While our friends across the pond are wrestling the Icelandic smoke monster, Judy Curry (Georgia Tech) has piped in with a few of her own words on the recent CRU exculpations. My colleague Roger Pielke Jr. has the original scoop, and my other colleague Tom Yulsman takes a mini-scoop out of the original scoop to highlight the impending scoop explosion. I thought I’d grab a spoon for my own dollop off the mini-scoop, however, and unscoop some of the mini- from that explosive mini-scoop. [UPDATE: I have been corrected by Keith Kloor that my chronology is wrong here (see below). There's some enigmatic chain of scooping and re-scooping -- I can't quite figure it out -- but the long and the short of it is that all the climate people, including Keith Kloor, who originally scooped the scoopers, are talking about this.]
Here’s Curry’s incriminating language:
The corruptions of the IPCC process, and the question of corruption (or at least inappropriate torquing) of the actual science by the IPCC process, is the key issue. The assessment process should filter out erroneous papers and provide a broader assessment of uncertainty; instead, we have seen evidence of IPCC lead authors pushing their own research results and writing papers to support an established narrative. I don’t see much hope for improving the IPCC process under its current leadership.
Roger just lets this cherry macerate. Tom, however, digs in, following Gavin and Keith:
“Corruption” is a mighty strong word, and Gavin Schmidt over at RealClimate has already criticized it. But just because he takes exception to it does not mean that journalists should ignore what Curry has to say.
In any case, to prepare yourself for what’s in store in coming days as climate scientists, climate skeptics, journalists, bloggers — in short, the gantse megillah on climate change — weigh in on this, you absolutely must read “Some Spicy Curry” by Keith Kloor.
Let’s parse the language, shall we?
First, Curry didn’t say that climate scientists were corrupt, she said that there were “corruptions of the process.” (I’ll get to her second clause next.) There’s a big difference between claiming corruption as a character trait and claiming that the long and elaborate IPCC process has been subject to corruptions. Matter of fact, one of the reasons that we have a process in the first place, whether it’s with climate science or with any other matter, is in an attempt to minimize corruptions, which are to be expected. Since we’re more or less all aware that humans can make mistakes, that our perceptual apparatus sometimes goes blinky, or that we may even be subject to the pulling and tugging of our beastly desires, we try to formalize systems and processes so as to minimize the distortion. Seems to me that this is a perfectly reasonable statement.
Second, Curry dives in slightly deeper when she claims that “the question of corruption (or at least inappropriate torquing) of the actual science by the IPCC process” is the real question, because this seems to indict (on an extremely uncharitable read) specific actors and their intentions, though even this doesn’t indict the character of any specific actor; but on another more literal read, it suggests that she’s somewhat Socratic in her understanding of science and the process. The very Laws of Athens (or in this case, the Laws of the IPCC) may distract from the science (where Science = Truth). If that’s the case, it is not the people involved in the scientific process who are in need of an adjustment, but the process itself.

### Supplied information:
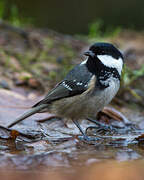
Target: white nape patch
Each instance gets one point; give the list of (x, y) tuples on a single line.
[(84, 62), (111, 62), (66, 86)]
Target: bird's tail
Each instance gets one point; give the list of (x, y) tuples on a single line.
[(28, 113)]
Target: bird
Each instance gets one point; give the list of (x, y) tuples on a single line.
[(86, 89)]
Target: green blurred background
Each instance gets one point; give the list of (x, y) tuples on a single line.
[(75, 16)]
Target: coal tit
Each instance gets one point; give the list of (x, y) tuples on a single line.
[(86, 89)]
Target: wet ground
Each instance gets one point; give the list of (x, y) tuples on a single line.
[(51, 149)]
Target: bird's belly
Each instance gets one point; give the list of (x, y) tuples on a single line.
[(83, 106)]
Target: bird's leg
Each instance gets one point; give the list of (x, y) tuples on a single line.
[(100, 124), (78, 126), (48, 118)]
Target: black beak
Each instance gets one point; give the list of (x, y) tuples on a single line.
[(89, 53)]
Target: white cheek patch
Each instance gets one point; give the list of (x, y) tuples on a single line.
[(111, 62), (84, 62)]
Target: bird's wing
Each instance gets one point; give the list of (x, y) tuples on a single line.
[(76, 82)]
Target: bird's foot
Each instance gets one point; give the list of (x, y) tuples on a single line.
[(88, 139), (101, 126)]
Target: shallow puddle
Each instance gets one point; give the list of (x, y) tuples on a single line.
[(51, 150)]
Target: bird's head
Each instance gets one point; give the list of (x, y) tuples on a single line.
[(107, 53)]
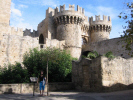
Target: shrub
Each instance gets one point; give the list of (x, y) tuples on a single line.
[(59, 63)]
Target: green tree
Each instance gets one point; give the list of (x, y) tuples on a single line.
[(13, 74), (92, 55), (109, 55), (59, 63), (127, 15)]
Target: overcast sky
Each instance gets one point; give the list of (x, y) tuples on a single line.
[(29, 13)]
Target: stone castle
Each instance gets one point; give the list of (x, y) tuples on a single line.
[(66, 29), (70, 30)]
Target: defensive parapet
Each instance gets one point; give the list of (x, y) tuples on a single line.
[(69, 16), (100, 29), (27, 32), (69, 27), (19, 31)]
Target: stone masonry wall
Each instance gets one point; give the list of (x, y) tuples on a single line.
[(102, 74), (5, 11), (13, 47), (114, 45), (116, 73), (28, 87)]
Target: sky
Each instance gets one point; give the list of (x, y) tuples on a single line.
[(29, 13)]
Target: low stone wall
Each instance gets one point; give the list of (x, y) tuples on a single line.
[(28, 87), (102, 74)]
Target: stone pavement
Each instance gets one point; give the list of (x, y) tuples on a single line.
[(119, 95)]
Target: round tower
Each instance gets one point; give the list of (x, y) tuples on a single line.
[(68, 28), (100, 29)]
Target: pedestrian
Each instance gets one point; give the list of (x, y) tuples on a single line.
[(42, 81)]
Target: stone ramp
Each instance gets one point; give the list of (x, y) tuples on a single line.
[(119, 95)]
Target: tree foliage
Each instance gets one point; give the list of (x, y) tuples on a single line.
[(127, 15), (59, 62), (92, 55), (13, 74), (109, 55)]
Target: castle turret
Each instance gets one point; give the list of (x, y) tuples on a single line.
[(4, 17), (100, 29), (68, 28)]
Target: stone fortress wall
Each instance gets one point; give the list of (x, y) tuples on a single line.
[(102, 74), (68, 29), (15, 42)]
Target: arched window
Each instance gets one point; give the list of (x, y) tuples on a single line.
[(41, 39)]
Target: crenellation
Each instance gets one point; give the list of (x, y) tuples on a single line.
[(19, 31), (62, 8), (27, 32), (56, 10), (71, 7)]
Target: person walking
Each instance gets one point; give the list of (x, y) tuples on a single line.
[(42, 81)]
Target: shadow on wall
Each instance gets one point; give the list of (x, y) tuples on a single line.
[(95, 76), (9, 91)]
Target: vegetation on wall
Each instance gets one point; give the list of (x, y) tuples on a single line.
[(59, 63), (127, 16), (13, 74), (94, 54)]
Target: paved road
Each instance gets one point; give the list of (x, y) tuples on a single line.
[(119, 95)]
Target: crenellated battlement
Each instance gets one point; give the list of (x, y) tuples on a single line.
[(105, 21), (70, 16), (103, 25), (18, 31), (27, 32)]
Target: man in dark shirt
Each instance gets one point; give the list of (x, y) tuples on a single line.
[(42, 81)]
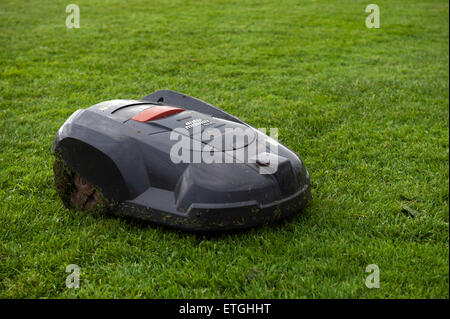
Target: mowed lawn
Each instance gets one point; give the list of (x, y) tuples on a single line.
[(366, 109)]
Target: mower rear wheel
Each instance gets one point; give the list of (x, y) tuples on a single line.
[(75, 191)]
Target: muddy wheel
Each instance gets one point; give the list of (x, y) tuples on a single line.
[(75, 191)]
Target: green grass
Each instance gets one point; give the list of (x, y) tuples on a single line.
[(366, 109)]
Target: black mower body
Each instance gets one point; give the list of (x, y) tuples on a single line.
[(128, 157)]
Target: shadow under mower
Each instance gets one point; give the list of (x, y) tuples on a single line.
[(117, 156)]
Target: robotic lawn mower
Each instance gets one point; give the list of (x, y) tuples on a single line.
[(123, 156)]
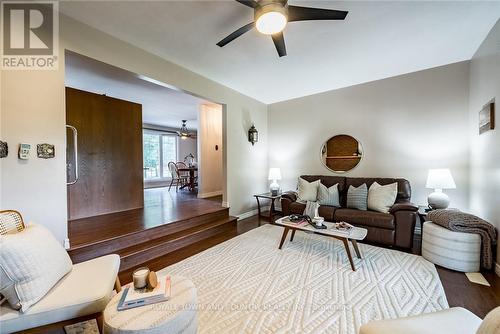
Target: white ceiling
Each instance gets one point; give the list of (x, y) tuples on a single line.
[(160, 105), (377, 40)]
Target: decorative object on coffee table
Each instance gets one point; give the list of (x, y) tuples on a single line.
[(45, 151), (439, 179), (274, 176), (177, 315), (352, 234), (272, 209), (4, 149)]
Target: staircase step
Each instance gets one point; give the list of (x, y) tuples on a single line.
[(117, 244), (137, 255)]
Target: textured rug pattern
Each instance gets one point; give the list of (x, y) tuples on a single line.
[(248, 285)]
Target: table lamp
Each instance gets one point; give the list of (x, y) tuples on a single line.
[(439, 179), (274, 175)]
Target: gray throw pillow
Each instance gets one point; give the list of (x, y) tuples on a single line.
[(357, 198), (328, 196)]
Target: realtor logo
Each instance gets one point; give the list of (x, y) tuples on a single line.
[(29, 35)]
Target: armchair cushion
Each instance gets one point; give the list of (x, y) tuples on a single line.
[(85, 290)]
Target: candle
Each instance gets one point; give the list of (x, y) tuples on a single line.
[(140, 276)]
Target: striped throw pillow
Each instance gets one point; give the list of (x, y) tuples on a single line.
[(357, 198), (328, 196)]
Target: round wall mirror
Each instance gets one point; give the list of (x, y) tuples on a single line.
[(341, 153)]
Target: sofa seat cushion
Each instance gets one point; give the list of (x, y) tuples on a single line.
[(325, 211), (85, 290), (366, 218)]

### Tasks:
(1) In the post on Curry's remarks, why does the author consider her claim about "corruptions of the process" a perfectly reasonable statement? Answer in one to three sentences.
(2) Translate this sentence from the post on Curry's remarks into Spanish: "There’s a big difference between claiming corruption as a character trait and claiming that the long and elaborate IPCC process has been subject to corruptions."
(3) Carry on the post on Curry's remarks from the point where it stops.

### Outputs for the tasks:
(1) The author says we create formal processes precisely to minimize corruptions, which are to be expected because humans make mistakes, their perception sometimes fails, and they can be pulled by their desires. Saying the IPCC process has been subject to corruptions is therefore a statement about the process, not a claim that climate scientists are corrupt in character.

(2) Hay una gran diferencia entre afirmar la corrupción como un rasgo de carácter y afirmar que el largo y elaborado proceso del IPCC ha estado sujeto a corrupciones.

(3)
It gets foggier still when Curry says that “we have seen evidence of IPCC lead authors pushing their own research results and writing papers to support an established narrative,” as this would appear to indict the character of the perpetrators. But again, as I said above, processes are in place to cope with deficiencies in character and the enticements of whimsy, weaknesses which are known to all but the most deluded idealists. Moreover, it is hard to imagine a circumstance in which an individual actor wouldn’t push his own research results and write papers that support the established narrative. If it’s my research, and it supports the established narrative, what the hell else am I gonna push?
The big question here is not whether there was corruption, but whether this is a mere “narrative,” as Curry has put it. We know from Curry’s earlier statements that she doesn’t think concerns over climate change are a mere narrative. Instead, she’s trying to shore up the process, to secure integrity so that the results are more robust. I think others, like Roger, are trying to do that too, much to the consternation of those who are not in the fold.
Fortunately, Curry is a living, breathing climate scientist, so we can ask her what she meant. It may well be that the IPCC process is, at this point, beyond repair… but that is likely as much due to the corruptions of the process from external sources as from internal sources, due to political factors like the CRU hack that interfere with the apparatuses of an otherwise workable scientific machine. Many branches of science, like medicine, say, endure the hiccups and belches in their own unique processes, but I’m not about to throw out the results of these branches of science as mere narratives. That would be folly. Most of the time, we look past the hiccups and belches and move on.
It is only because the stakes with climate change are so high that the hiccups and belches in the process become indictments of the entire body of research… but that’s a political move, a shifty way of changing the topic. The general thesis of the vast body of research remains unscathed, just as most climate scientists claim. Unfortunately, this is a political fact that many in the climate community are also aware of, and I suspect that, because of this awareness, they circle the wagons, defend their own, and further, gads, corrupt the process.